● TASKS:
1. Sum up the excerpt on star power in film in two sentences.
2. In the excerpt on star power in film, swap "the press" for "the media" and give the passage again, starting with "Edward Cullen is" and going on through "a single star.".

● EXCERPT PROVIDED:
* * * * *

Just One of the Big Star Bombs of the Early 1990s
And the idea, as one article cites, that big stars are being passed over for untested talent — well, of course. How did the big stars become stars in the first place? Because a big star passed (or was passed over) and they got a shot — as in the case of Julia Roberts and her role in Pretty Woman, which every major female star in the business nixed. But the case of Twilight — which the critics have been holding up as an example of no-star filmmaking — is instructive. First, this is a teen movie, with a tremendously presold product. Second, they were limited in who they could cast: even if Summit had the money to pay stars (which it didn’t) who could they have cast? Zach Efron and Miley Cyrus? And for the Native American character? True, they’re refusing to grant Kristen Stewart, Robert Pattinson, and Taylor Lautner points off the gross, and they’ve hired some bigger names for the sequels (Michael Sheen, Dakota Fanning, Bryce Howard). But Twilight, like any number of teen genre pics over the past 50 years, is not a star vehicle. It’s a concept vehicle, with a handsome vampire to fill the pre-sold concept of Edward. It’s not Robert Pattinson who girls are ga-ga over: it’s Edward, with Pattinson’s face attached. This is a key distinction. For big-star vehicles, it’s the other way around: Tom Cruise, with some character’s particular life attached; Julia Roberts, with some zany romance life attached. The STAR is the high concept, not the plot, or the vampire romance on which it is based.
Edward Cullen is the star — not Pattinson
I digress. Returning to my original point, people — whether those people are in the industry, in the press, or in the audience — somehow hold to this idea that big star = big hit. Dyer pointed out in 1977 that star presence could not, and never has, ensured a hit. The beauty of the studio system was that a dud didn’t sink a studio, or even a star — he was already slotted for at least three more a year, all of them with controlled budgets, and his star could and would be recovered. The dynamics of film financing have changed dramatically — and films now do ride on the shoulders of a single star.

* * * * *

● SOURCE MATERIAL:
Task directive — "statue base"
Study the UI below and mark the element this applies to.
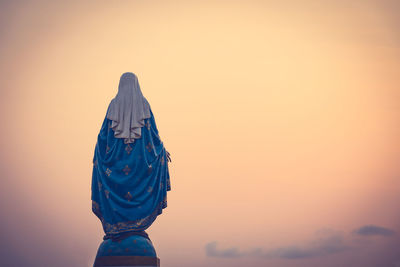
[93,235,160,267]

* * * * *

● RESULTS FOR EACH TASK:
1. Twilight is a concept vehicle rather than a star vehicle: girls are taken with the character Edward, not with Robert Pattinson, whereas in big-star vehicles the star is the high concept. Star presence has never ensured a hit, and while the studio system meant a dud did not sink a studio or a star, changes in film financing now leave films riding on the shoulders of a single star.

2.
Edward Cullen is the star — not Pattinson
I digress. Returning to my original point, people — whether those people are in the industry, in the media, or in the audience — somehow hold to this idea that big star = big hit. Dyer pointed out in 1977 that star presence could not, and never has, ensured a hit. The beauty of the studio system was that a dud didn’t sink a studio, or even a star — he was already slotted for at least three more a year, all of them with controlled budgets, and his star could and would be recovered. The dynamics of film financing have changed dramatically — and films now do ride on the shoulders of a single star.